> **Instructions for the task**
Repeat each line exactly, leaving nothing out.

> **Supplied information**
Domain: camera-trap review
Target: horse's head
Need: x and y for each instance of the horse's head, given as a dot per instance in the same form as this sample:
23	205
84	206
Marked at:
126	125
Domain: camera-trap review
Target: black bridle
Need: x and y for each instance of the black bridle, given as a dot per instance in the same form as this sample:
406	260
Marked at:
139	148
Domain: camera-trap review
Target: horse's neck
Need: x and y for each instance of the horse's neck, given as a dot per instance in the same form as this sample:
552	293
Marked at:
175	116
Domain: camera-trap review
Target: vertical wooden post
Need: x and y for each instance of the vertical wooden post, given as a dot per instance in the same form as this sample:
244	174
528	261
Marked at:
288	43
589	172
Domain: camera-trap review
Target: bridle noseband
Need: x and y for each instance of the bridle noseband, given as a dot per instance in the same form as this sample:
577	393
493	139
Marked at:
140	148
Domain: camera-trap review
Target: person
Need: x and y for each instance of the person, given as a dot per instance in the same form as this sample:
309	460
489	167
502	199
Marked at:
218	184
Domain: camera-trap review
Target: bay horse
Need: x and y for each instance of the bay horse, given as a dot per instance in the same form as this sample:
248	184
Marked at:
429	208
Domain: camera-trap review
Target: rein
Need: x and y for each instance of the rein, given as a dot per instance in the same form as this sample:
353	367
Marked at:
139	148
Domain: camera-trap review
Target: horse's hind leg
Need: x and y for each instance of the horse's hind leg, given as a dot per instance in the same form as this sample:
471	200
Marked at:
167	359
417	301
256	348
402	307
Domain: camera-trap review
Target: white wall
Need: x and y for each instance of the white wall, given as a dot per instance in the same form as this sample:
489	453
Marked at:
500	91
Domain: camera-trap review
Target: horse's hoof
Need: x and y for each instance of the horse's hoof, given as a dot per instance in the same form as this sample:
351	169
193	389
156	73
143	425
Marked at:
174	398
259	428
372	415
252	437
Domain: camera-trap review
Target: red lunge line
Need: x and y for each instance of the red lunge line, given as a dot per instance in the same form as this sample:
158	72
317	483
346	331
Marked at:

> **The reply**
Domain: camera-trap review
Target: horse's head
Need: x and y for each instance of the horse's head, given as a dot per instance in the same form as this sample:
23	205
84	206
Marked at:
126	125
Domain: camera-trap review
Target: black bridle
Need: x and y for each instance of the black bridle, given as a dot per instance in the same form as this sample:
406	260
Marked at:
139	148
Domain: camera-trap review
Target: horse's neck
Need: x and y for each instance of the horse's neck, given as a dot per instance in the same form as this sample:
552	293
Marked at:
175	116
Domain: camera-trap review
Target: vertical wooden post
Need: x and y for each instance of the vertical wooden post, given as a dot per instance in the same form as this sample:
244	174
528	261
Marked at:
288	43
589	172
Domain: camera-trap review
Target: bridle noseband
Need: x and y for each instance of the bridle noseband, given as a dot per instance in the same form as this sample:
577	393
493	139
Marked at:
140	148
Domain: camera-trap review
Target: person
Need: x and y for each instance of the person, given as a dot per instance in the same form as this sample:
309	460
489	167
502	199
Marked at:
218	184
Domain: camera-trap review
Target: bay horse
Need: x and y for each instance of the bay horse, given as a dot per instance in the same form as this sample:
248	184
Marked at:
429	208
Domain: camera-trap review
Target: rein
Need: x and y for each instance of the rein, given as a dot per instance in the same form as this sample:
353	367
Marked at:
139	148
Domain: camera-trap review
Target: horse's hind leg
Need: x and y for each instance of the horse's hind leg, given as a dot per instance in the same form as this sample:
471	200
Marked at:
167	359
417	301
256	348
402	307
Domain: camera-trap review
Target: white wall
Need: x and y for each instance of the white wall, given as a dot per instance in the same form as this sample:
489	453
Marked at:
500	91
Domain: camera-trap review
Target: horse's hoof
Need: x and y for each instance of the horse's hoof, given as a dot per instance in the same form as this sample:
351	169
193	389
156	73
143	425
Marked at:
174	398
259	428
372	415
252	437
Domain: camera-trap review
Target: red lunge line
Need: x and y for each instance of the red lunge line, given as a dot per instance in the same form as this sample:
158	72
317	483
346	331
Marked at:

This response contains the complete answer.